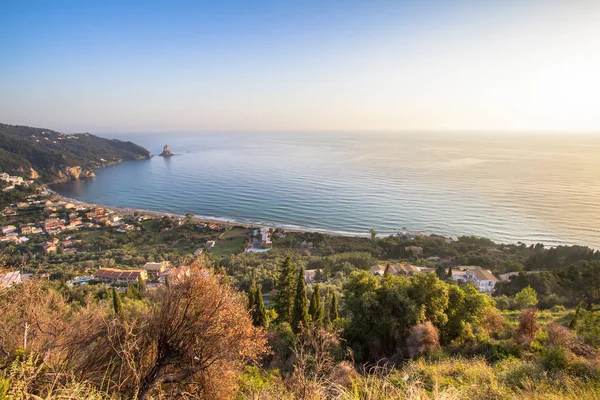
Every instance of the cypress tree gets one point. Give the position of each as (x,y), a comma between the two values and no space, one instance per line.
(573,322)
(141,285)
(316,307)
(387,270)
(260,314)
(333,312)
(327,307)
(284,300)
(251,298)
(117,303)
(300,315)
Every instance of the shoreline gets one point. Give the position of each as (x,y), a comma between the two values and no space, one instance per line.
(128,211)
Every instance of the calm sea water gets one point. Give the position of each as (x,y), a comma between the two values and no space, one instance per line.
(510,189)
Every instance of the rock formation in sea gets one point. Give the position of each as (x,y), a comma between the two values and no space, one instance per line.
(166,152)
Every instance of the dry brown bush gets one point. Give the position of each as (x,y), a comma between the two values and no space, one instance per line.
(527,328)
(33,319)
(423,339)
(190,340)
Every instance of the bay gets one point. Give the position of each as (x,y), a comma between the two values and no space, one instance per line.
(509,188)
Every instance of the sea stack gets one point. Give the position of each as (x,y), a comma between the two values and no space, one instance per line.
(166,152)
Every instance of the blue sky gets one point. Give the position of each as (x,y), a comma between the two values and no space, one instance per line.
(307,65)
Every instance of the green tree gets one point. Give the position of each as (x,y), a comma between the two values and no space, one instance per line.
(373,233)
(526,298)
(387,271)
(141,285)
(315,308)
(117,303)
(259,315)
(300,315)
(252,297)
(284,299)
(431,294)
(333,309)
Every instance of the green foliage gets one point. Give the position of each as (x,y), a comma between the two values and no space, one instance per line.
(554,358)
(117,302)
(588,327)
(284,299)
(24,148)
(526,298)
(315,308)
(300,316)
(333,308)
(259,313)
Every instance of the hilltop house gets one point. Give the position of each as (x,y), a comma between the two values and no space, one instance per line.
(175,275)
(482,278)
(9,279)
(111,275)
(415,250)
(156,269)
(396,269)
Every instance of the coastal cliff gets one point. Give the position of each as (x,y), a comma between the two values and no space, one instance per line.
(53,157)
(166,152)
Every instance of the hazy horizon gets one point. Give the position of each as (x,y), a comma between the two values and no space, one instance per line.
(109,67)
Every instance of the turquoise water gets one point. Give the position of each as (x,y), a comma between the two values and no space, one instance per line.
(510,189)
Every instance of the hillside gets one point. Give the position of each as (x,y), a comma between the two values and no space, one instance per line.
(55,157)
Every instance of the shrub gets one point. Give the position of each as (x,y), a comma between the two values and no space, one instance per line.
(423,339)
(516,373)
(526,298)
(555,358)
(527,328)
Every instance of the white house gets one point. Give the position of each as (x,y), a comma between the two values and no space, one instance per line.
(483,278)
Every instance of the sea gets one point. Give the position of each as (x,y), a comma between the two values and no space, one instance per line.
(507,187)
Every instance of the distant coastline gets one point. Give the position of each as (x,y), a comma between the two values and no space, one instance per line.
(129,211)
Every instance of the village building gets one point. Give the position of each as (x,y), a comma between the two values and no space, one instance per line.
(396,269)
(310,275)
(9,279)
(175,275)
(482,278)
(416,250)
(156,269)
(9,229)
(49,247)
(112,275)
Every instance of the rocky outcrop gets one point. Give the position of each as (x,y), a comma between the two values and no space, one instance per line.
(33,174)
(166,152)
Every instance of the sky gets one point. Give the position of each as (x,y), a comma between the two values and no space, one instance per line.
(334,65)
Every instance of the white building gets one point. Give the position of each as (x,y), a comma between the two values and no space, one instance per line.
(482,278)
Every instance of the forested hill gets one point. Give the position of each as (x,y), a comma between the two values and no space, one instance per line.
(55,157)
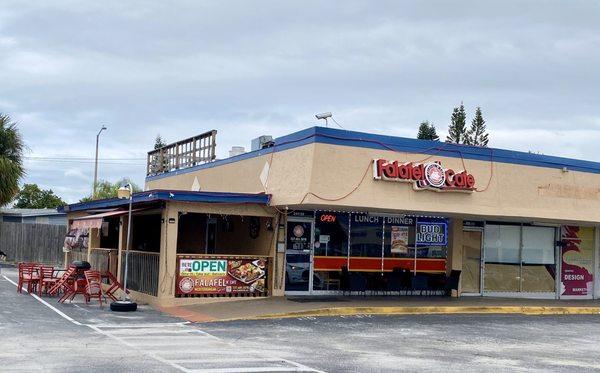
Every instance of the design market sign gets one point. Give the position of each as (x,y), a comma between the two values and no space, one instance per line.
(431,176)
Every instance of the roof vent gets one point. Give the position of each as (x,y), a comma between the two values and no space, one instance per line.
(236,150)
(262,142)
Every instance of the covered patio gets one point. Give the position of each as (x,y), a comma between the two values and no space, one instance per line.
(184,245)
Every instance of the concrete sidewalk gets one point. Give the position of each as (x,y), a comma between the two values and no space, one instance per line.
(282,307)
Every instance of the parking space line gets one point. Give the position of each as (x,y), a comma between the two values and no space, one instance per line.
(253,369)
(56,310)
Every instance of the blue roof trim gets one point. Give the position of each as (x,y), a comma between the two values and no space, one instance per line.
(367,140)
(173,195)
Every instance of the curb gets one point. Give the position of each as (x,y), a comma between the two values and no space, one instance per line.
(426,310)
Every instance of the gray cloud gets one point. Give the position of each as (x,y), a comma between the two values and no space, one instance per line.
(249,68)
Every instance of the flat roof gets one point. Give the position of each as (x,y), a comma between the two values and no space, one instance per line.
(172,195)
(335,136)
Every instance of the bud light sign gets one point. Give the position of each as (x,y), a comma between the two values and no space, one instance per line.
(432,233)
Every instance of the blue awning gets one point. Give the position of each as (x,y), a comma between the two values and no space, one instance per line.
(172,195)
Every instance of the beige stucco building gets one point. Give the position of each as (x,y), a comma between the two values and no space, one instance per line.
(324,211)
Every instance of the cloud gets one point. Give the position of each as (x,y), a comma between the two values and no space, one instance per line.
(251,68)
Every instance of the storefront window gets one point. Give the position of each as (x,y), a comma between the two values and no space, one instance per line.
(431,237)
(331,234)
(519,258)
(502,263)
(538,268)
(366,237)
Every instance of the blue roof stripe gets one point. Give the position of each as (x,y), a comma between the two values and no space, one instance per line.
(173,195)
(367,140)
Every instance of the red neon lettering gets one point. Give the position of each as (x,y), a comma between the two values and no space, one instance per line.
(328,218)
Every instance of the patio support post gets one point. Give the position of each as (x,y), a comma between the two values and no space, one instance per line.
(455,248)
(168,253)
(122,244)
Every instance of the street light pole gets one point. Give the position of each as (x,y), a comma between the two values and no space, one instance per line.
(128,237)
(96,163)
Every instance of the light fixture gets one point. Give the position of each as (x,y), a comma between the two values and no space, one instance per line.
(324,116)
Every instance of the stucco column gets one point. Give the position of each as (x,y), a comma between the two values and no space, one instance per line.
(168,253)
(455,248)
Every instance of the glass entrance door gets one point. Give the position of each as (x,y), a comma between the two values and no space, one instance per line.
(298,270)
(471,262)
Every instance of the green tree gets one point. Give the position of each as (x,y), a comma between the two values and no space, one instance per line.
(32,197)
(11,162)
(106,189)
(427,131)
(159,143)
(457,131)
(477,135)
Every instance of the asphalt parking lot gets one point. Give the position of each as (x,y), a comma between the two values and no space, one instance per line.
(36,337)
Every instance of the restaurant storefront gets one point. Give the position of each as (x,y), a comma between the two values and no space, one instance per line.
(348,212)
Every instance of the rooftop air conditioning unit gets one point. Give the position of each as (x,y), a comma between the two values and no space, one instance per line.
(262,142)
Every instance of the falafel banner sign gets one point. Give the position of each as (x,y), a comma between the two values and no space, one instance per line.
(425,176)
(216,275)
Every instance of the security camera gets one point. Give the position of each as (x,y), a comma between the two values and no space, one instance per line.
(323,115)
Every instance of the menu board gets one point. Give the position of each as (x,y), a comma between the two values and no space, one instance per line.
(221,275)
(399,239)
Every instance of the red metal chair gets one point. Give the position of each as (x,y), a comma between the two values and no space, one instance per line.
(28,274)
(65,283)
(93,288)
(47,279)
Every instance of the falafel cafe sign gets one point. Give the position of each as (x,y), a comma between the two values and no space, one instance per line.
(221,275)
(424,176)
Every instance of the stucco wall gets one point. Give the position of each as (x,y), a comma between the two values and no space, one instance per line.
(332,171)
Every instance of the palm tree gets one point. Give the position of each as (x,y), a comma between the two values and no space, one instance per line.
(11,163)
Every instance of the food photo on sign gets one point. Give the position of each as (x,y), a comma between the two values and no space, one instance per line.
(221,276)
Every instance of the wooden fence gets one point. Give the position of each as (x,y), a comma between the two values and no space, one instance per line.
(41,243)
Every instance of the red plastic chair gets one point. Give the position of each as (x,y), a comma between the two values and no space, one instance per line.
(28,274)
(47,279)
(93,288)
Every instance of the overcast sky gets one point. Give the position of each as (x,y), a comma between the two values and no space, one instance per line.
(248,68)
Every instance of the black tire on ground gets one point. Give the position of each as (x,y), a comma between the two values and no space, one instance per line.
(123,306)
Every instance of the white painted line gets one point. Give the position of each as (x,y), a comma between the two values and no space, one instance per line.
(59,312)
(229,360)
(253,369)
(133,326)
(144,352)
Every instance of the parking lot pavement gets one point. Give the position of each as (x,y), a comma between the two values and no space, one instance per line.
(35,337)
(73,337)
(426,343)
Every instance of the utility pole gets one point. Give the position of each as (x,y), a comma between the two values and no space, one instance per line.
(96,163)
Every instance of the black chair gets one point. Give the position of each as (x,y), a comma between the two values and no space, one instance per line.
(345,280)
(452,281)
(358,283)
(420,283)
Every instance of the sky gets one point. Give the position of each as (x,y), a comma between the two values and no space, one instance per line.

········

■ **Task directions**:
Return exactly the lines from the line bearing "Every instance of the falafel cafe" to the end of the records, inclusive of both; include no other lines.

■ **Task solution**:
Every instance of the falafel cafe sign gets one point. Give the position of each as (x,y), a comma between the two values and no space, one instance per line.
(221,275)
(424,176)
Every instance of the stucco wall gets one point. Give the position of each as (x,y), a comma between the two values and no space, one instance per line.
(332,171)
Every instance of the palm tree gets one point. Give the position of each as (x,y), a comma between the two values and no space, one instance per line.
(11,163)
Every instance of the food photo on sign gets one point. Give the position of each as (x,y), a comma between the two values and no space, one instance per line.
(221,276)
Every instance of the wooden fence gets one point. Give the position of each as (x,y), a comma between the two values and no space, one instance per line.
(41,243)
Every instance of the red plastic chair gets one point. Give the position of each as (x,y), a comma between the two values and no space, one instance per line.
(28,274)
(47,279)
(93,288)
Every instance of the overcast sky gets one point. Give the position of each as (x,y), a comma between the two values and no space, one instance per line.
(248,68)
Every instance of the black tire on ground gets one point. Give the position of each as (x,y), a comma between the two values and no space, one instance per line.
(123,306)
Every instance of the white painted line gets one point. Give the position of each as (x,y), a comma between the two values and no space, one instance per line.
(59,312)
(229,360)
(253,369)
(133,326)
(144,352)
Every instance of the parking lot pavement gets one point. Give the position of each as (x,y), a comma between the two values and no space, one instance per line.
(35,337)
(73,337)
(426,343)
Every instance of the utility pole gets one point. Give the position of each as (x,y), a comma between the two values and no space, one instance per line.
(96,163)
Every instance of the black chair gets one point. Give the position of each as (x,y), a comma between the two values and no space, one instance per line.
(345,280)
(452,281)
(358,283)
(420,283)
Every instance of the sky gets one point. Give the position of each as (x,y), a comma between the two values and no space, one instance per line.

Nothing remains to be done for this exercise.